GIVEN EXERCISE:
Can you write out the material below again, substituting "central point" for "innermost point" and leaving everything else unchanged? Leave the pictures out of your answer.

Dataset excerpts on object pointing:

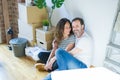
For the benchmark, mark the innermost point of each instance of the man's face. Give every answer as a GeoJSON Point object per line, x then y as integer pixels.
{"type": "Point", "coordinates": [77, 28]}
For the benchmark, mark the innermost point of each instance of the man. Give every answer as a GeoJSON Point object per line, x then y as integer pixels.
{"type": "Point", "coordinates": [80, 55]}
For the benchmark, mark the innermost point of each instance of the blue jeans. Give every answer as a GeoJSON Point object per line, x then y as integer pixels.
{"type": "Point", "coordinates": [66, 61]}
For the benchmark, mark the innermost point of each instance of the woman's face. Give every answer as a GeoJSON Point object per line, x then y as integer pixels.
{"type": "Point", "coordinates": [67, 29]}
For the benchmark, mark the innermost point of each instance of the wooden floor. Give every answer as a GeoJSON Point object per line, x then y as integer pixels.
{"type": "Point", "coordinates": [19, 68]}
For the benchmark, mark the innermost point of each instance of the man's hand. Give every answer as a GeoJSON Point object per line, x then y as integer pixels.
{"type": "Point", "coordinates": [49, 64]}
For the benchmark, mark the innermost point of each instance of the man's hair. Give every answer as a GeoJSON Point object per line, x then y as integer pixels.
{"type": "Point", "coordinates": [80, 19]}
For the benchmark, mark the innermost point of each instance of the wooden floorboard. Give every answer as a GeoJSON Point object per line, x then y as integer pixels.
{"type": "Point", "coordinates": [19, 68]}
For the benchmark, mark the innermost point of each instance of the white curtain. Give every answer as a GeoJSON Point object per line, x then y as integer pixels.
{"type": "Point", "coordinates": [0, 36]}
{"type": "Point", "coordinates": [117, 23]}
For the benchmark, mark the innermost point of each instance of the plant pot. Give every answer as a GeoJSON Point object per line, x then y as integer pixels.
{"type": "Point", "coordinates": [45, 28]}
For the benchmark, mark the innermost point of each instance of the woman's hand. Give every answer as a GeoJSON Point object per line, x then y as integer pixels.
{"type": "Point", "coordinates": [49, 64]}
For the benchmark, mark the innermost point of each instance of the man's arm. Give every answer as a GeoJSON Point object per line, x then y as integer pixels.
{"type": "Point", "coordinates": [75, 50]}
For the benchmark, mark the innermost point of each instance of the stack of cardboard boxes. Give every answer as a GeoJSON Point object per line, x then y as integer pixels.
{"type": "Point", "coordinates": [30, 18]}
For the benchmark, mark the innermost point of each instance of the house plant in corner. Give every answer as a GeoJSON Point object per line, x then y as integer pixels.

ANSWER TO THIS PROBLEM:
For the benchmark, mark the central point of each instance of the man's face. Give every answer as a GeoJSON Point object per line, x then y as integer pixels.
{"type": "Point", "coordinates": [77, 28]}
For the benchmark, mark the central point of each instance of the man. Give every answer as a GeoJSON Point object per line, x then y as integer pixels.
{"type": "Point", "coordinates": [80, 55]}
For the benchmark, mark the central point of each instance of the blue jeans. Give every answer as a GeoJSON Point object per line, x then y as integer pixels.
{"type": "Point", "coordinates": [66, 61]}
For the benchmark, mark the central point of each instance of the woman's face. Give every answer as a GeoJSON Point object per line, x then y as integer pixels.
{"type": "Point", "coordinates": [67, 29]}
For the benchmark, mark the central point of each instance of the wooden floor. Give every answer as a GeoJSON Point object per line, x then y as integer pixels.
{"type": "Point", "coordinates": [19, 68]}
For the benchmark, mark the central point of each instance of the man's hand. Give every answer as a GeoJSON Point object per line, x then y as integer pixels.
{"type": "Point", "coordinates": [49, 64]}
For the benchmark, mark the central point of each instance of the man's hair. Give every answer as a GeoJSON Point object per line, x then y as integer pixels.
{"type": "Point", "coordinates": [80, 19]}
For the benchmark, mark the central point of each instance of the wooden floorboard. Give every answer as a GeoJSON Point object per line, x then y as integer pixels.
{"type": "Point", "coordinates": [19, 68]}
For the benchmark, mark the central point of each instance of the white curtain. Give every answer as a GeoJSON Point object per line, x then y as integer pixels.
{"type": "Point", "coordinates": [0, 36]}
{"type": "Point", "coordinates": [117, 23]}
For the benchmark, mark the central point of each instance of the plant pot. Give every answer as a GeoJSON Point object per line, x then y as integer pixels.
{"type": "Point", "coordinates": [45, 28]}
For the benchmark, mark the central point of each instance of the woman's hand. Give every answer as a GeoJSON Point object per line, x then y as integer pixels.
{"type": "Point", "coordinates": [49, 64]}
For the benchmark, mark the central point of each instance of the man's arm. Give every answer as a GeoJSON Point object per line, x then y as integer pixels.
{"type": "Point", "coordinates": [75, 50]}
For the benchmark, mark the central point of each instance of the stack of cardboard boxes. Give every answer as a GeoJSON Point object per line, x then y as integer pixels.
{"type": "Point", "coordinates": [30, 18]}
For the benchmark, mark the central point of each instance of the house plant in corner. Give every answer as a GeoJSON Point object per line, x then y as integer pixels.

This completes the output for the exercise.